==== Material shown ====

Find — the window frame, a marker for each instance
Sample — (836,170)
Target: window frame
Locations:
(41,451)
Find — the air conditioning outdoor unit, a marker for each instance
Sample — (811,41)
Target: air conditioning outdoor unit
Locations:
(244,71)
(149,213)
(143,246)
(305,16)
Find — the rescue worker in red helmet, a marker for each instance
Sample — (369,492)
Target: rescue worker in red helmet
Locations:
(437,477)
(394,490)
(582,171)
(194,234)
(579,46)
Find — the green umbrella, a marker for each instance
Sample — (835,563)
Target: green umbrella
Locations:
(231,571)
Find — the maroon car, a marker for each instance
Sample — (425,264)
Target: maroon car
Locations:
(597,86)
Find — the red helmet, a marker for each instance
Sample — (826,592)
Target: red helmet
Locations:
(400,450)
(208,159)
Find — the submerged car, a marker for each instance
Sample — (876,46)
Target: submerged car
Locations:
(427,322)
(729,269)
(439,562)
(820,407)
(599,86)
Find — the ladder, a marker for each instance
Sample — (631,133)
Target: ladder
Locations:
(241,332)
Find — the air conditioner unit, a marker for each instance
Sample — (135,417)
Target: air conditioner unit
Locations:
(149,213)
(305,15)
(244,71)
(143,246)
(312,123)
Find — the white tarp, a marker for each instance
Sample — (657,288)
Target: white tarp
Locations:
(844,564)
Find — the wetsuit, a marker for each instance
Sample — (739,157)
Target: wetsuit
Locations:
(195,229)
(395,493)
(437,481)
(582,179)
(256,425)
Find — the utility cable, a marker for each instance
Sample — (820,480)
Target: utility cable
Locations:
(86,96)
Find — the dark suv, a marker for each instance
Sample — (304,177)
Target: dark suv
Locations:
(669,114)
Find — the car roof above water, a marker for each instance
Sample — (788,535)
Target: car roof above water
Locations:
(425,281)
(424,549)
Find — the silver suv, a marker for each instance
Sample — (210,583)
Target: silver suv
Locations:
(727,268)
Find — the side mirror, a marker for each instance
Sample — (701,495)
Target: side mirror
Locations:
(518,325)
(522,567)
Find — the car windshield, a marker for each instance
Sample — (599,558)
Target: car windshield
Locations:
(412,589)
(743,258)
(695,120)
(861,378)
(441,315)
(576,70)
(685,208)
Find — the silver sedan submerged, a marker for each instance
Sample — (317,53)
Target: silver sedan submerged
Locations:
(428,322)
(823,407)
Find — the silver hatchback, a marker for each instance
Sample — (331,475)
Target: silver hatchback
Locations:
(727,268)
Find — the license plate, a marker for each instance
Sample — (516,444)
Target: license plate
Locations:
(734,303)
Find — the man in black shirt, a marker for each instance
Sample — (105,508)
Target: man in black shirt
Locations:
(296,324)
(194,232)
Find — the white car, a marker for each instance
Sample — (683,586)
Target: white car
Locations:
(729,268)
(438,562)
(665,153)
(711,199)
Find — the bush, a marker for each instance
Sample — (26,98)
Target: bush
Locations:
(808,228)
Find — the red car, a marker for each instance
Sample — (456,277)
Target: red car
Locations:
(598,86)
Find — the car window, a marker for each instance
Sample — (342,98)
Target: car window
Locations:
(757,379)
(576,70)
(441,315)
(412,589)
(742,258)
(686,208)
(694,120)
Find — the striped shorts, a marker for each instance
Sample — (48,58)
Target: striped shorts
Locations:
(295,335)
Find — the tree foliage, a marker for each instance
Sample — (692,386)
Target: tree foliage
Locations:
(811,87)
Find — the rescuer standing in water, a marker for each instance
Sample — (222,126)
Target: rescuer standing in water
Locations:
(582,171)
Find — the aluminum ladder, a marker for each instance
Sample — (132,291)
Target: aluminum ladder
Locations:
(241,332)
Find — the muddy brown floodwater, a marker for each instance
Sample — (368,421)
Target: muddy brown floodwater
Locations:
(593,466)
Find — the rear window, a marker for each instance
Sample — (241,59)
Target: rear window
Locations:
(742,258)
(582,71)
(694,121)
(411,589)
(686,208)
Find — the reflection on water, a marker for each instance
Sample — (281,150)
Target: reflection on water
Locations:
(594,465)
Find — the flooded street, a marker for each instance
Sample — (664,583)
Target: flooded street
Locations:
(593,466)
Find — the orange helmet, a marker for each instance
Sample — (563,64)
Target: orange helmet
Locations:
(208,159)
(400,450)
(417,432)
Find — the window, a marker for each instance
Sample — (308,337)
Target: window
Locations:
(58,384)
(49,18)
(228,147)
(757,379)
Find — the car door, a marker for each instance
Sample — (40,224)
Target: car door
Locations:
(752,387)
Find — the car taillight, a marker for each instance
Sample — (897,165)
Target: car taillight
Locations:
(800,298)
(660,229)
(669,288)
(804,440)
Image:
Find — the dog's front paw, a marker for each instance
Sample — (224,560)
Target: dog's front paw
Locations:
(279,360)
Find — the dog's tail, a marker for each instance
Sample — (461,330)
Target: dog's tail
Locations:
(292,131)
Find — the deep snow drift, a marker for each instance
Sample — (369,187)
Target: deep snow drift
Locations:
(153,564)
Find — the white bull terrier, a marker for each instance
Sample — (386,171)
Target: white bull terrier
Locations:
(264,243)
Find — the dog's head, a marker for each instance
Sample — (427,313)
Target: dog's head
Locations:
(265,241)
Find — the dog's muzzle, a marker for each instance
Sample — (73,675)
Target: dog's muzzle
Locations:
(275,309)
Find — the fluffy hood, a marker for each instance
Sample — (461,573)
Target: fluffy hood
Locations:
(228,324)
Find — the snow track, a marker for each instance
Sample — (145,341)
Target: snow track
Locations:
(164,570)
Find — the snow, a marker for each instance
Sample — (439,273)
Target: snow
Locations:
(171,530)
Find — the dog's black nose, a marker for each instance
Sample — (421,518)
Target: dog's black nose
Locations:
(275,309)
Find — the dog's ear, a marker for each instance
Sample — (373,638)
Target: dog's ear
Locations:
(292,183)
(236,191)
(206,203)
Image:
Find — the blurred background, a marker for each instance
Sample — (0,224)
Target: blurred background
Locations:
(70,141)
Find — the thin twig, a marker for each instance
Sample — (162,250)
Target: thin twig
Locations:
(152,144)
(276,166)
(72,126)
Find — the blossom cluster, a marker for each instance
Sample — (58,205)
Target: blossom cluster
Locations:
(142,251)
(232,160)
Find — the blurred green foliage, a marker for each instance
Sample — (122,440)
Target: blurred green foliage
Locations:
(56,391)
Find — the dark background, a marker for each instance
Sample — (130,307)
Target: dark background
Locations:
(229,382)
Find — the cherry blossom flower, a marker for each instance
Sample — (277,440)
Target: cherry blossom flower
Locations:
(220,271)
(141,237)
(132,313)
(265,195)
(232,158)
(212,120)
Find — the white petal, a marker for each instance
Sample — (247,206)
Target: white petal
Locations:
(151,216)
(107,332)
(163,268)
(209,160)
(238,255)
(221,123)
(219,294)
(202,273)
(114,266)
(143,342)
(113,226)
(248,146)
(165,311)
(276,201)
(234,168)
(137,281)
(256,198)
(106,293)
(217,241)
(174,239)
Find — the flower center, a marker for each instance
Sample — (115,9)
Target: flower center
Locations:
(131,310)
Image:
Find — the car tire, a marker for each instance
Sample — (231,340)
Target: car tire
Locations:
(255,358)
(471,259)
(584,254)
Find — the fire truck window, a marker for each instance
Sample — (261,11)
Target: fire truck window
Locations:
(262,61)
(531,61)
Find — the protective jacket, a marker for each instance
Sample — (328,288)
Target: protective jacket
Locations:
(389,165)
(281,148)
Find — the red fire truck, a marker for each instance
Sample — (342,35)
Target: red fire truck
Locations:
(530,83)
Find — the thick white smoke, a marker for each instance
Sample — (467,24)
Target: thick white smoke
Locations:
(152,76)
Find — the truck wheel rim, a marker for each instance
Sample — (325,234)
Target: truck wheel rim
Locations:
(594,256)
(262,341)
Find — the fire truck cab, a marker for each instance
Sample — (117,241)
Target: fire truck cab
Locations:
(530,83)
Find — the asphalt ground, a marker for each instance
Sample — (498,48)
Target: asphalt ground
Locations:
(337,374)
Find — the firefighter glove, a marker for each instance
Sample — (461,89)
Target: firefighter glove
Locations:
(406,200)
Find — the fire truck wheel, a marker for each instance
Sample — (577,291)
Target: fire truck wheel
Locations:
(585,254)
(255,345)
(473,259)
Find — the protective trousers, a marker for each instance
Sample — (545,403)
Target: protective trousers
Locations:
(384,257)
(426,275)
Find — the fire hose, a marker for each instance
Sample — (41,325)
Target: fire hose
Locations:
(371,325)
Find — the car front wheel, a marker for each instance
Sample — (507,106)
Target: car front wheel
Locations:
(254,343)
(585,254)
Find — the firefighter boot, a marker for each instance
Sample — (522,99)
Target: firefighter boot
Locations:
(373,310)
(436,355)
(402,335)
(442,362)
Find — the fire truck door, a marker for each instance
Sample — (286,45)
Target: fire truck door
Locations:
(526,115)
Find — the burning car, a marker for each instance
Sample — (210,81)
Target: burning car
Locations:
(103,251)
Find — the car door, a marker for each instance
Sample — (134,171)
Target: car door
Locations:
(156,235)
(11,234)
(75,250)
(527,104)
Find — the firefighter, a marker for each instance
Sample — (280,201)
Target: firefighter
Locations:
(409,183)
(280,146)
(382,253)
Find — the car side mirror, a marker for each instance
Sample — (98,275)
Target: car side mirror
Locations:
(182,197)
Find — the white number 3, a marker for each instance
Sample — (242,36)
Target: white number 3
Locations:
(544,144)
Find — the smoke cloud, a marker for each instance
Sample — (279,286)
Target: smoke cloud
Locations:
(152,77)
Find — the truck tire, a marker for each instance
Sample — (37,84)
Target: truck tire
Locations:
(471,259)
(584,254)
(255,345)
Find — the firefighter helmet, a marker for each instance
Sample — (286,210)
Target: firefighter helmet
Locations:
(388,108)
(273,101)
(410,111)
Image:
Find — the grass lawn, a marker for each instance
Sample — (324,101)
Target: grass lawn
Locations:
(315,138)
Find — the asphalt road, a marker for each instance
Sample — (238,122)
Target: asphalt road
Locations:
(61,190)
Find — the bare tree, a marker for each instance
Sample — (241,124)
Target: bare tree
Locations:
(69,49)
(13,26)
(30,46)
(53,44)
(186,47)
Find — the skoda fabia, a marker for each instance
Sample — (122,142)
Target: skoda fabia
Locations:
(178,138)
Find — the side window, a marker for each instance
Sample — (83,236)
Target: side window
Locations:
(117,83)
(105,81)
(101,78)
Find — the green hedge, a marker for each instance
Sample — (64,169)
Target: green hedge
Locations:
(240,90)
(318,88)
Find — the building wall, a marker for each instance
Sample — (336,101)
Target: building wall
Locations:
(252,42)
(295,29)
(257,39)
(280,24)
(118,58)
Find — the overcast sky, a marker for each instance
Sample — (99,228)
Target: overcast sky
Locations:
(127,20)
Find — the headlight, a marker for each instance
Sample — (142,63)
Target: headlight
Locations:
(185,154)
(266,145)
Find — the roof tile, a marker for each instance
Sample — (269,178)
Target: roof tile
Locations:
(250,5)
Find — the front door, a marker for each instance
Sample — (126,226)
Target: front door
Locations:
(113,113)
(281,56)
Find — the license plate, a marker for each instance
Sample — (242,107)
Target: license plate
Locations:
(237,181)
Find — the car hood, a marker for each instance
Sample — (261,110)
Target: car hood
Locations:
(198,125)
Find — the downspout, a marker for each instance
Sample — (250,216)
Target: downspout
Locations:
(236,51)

====

To do
Everything from the line with "Find — the headlight, a" through the last line of the material above should be echoed exactly, and nothing else.

Output of the exercise
Find — the headlight, a marker for each instance
Sample — (142,63)
Target: headlight
Locations:
(185,154)
(266,145)
Find — the roof tile, a marker for each instance
Sample — (269,178)
Target: roof tile
Locations:
(250,5)
Find — the front door, a marker for each instance
Sample — (126,226)
Target: front door
Locations:
(113,113)
(281,56)
Find — the license plate, a marker for each instance
Sample — (242,107)
Target: license plate
Locations:
(237,181)
Find — the car hood, a marker for each instance
Sample — (261,110)
Target: car hood
Locations:
(198,125)
Find — the downspout, a marker for each instance
Sample — (250,216)
Target: downspout
Locations:
(236,51)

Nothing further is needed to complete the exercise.